BEGIN DATASET ROWS
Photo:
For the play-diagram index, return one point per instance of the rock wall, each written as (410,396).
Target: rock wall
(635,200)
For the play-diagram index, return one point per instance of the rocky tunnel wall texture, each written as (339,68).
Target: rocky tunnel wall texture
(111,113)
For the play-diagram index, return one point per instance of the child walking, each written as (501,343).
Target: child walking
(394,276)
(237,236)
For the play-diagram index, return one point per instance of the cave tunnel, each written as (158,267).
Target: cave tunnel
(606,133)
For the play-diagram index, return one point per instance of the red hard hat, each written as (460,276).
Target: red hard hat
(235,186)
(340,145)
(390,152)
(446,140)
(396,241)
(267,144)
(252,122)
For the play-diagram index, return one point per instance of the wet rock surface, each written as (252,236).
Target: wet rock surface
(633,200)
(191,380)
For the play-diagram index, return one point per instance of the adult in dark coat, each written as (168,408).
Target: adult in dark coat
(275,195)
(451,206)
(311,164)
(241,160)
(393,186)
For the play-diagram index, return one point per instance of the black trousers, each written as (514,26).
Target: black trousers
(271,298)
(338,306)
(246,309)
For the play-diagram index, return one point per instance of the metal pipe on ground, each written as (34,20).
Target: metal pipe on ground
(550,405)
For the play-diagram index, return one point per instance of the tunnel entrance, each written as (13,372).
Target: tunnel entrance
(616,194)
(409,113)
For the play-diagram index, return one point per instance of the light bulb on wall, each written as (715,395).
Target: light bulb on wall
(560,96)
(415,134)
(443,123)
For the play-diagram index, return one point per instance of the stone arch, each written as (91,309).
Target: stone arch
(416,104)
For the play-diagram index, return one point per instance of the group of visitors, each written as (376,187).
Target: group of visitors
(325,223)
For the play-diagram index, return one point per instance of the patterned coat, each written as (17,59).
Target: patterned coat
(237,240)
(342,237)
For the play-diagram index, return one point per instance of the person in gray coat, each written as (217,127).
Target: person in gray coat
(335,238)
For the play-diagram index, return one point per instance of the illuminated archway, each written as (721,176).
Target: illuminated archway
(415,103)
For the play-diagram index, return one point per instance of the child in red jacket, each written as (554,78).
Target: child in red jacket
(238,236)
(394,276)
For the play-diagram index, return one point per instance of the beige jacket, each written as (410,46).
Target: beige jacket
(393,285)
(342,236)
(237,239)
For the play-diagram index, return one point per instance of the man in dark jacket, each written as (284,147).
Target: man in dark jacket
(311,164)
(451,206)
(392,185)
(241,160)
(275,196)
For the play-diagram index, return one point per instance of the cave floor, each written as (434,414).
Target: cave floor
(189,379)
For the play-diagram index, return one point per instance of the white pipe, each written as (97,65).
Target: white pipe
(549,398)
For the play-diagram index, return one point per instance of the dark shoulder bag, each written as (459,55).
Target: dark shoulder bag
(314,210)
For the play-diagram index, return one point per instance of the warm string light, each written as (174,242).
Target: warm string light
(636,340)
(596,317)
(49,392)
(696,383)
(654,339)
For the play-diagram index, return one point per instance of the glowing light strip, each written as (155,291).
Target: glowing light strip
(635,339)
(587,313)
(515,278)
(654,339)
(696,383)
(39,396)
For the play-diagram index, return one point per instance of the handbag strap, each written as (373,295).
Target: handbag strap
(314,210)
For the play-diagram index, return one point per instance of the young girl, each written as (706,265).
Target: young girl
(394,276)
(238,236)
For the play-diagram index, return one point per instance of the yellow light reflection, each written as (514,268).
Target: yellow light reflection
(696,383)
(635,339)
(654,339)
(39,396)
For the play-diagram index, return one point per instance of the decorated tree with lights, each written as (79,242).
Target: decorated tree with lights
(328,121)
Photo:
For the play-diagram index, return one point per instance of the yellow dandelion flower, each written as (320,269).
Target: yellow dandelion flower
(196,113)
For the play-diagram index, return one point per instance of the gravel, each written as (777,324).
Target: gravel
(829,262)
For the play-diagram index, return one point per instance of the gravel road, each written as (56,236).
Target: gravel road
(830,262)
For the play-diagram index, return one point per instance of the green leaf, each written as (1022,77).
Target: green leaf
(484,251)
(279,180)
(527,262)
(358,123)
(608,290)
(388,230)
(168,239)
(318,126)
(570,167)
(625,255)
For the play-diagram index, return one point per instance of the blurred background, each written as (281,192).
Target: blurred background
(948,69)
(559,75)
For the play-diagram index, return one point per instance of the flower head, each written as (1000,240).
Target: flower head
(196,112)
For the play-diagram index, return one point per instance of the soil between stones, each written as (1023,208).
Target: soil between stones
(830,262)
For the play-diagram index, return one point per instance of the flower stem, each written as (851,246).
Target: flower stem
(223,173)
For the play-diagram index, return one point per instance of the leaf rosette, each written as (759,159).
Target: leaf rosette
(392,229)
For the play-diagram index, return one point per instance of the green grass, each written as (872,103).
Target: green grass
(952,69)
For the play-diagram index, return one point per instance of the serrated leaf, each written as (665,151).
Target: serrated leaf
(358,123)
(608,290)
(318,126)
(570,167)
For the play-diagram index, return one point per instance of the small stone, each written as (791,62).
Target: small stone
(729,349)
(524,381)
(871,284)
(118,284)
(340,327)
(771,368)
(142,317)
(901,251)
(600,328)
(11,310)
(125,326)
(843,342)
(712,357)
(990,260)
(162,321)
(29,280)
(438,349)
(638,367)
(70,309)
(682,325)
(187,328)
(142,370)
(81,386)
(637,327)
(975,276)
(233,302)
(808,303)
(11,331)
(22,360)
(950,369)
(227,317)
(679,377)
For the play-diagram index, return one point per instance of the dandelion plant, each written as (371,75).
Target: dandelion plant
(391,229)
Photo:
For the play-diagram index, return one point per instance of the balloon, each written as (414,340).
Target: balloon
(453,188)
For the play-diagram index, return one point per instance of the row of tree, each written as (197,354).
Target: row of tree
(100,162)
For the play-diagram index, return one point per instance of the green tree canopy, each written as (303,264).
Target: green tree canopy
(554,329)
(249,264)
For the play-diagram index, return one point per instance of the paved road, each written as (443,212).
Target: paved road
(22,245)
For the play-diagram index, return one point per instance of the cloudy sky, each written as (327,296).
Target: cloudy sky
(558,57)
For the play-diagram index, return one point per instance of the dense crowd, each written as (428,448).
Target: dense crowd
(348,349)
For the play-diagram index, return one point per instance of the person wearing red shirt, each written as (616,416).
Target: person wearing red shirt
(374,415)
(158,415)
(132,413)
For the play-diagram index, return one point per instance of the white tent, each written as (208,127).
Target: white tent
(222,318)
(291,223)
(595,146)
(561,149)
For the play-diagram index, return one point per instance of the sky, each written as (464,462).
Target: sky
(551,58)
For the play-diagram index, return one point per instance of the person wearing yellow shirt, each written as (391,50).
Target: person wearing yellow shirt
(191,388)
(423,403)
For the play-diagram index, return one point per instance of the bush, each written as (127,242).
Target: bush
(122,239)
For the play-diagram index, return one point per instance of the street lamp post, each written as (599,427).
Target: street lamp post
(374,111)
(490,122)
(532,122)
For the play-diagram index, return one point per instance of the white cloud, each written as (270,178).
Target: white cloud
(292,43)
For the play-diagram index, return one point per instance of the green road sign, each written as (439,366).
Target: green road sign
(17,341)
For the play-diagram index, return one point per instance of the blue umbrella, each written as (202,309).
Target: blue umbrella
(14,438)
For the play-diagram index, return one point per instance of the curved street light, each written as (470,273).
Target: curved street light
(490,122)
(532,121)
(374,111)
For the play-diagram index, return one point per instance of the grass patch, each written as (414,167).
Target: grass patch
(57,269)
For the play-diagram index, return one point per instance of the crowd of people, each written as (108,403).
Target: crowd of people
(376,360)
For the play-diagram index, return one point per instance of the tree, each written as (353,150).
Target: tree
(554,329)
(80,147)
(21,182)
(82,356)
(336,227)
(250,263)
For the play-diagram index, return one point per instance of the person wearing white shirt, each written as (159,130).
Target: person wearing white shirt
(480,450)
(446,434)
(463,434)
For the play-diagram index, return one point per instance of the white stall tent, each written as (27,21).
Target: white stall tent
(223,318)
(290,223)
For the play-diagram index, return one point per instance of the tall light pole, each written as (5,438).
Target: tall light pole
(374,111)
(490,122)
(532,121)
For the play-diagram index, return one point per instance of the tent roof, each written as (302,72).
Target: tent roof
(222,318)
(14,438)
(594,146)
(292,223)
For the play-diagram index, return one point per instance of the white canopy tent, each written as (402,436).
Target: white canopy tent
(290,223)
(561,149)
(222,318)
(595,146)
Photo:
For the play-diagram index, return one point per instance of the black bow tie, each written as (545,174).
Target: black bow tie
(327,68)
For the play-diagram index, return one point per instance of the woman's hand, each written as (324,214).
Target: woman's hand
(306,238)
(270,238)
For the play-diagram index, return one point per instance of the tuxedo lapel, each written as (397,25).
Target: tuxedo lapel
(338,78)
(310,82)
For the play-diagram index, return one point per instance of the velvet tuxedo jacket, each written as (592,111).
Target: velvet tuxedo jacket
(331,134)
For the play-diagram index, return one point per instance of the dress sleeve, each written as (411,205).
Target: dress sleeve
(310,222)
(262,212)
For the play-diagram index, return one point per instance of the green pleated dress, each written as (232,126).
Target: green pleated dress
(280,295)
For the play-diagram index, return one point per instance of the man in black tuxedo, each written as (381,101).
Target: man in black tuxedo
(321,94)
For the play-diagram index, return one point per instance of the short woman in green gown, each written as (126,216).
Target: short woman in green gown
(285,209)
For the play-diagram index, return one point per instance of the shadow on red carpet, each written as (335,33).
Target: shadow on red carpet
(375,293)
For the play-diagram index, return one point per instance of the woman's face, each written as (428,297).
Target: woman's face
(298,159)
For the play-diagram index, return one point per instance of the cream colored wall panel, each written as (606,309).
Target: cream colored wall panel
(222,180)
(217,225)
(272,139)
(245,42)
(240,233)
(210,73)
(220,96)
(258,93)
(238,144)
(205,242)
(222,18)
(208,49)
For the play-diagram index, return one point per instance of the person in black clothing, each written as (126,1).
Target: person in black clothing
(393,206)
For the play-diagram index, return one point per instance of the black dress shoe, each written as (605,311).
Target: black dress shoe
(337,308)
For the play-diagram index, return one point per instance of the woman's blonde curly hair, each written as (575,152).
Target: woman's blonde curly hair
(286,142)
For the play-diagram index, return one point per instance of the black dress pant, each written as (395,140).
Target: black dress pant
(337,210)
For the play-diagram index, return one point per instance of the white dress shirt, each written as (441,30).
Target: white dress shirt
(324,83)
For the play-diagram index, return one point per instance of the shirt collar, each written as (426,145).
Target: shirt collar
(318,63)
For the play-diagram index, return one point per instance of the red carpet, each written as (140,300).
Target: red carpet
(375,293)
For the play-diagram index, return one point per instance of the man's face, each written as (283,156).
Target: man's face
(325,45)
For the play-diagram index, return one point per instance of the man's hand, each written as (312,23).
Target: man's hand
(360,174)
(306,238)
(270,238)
END DATASET ROWS
◆ **REQUIRED WORK**
Find the line containing "written as (426,145).", then output it and every line after it to the end of the data, exactly.

◆ **SOLUTION**
For the play-diagram index, return one point per instance of the shirt collar, each written as (426,145).
Target: shirt collar
(318,63)
For the play-diagram index, return one point per instance of the red carpet, each written as (140,300).
Target: red carpet
(375,293)
For the play-diagram index, return one point per instance of the man's face, each written as (283,156).
Target: man's face
(325,45)
For the play-diagram index, return one point per instance of the man's hand, each written as (312,23).
Target: man's hand
(360,174)
(306,238)
(270,238)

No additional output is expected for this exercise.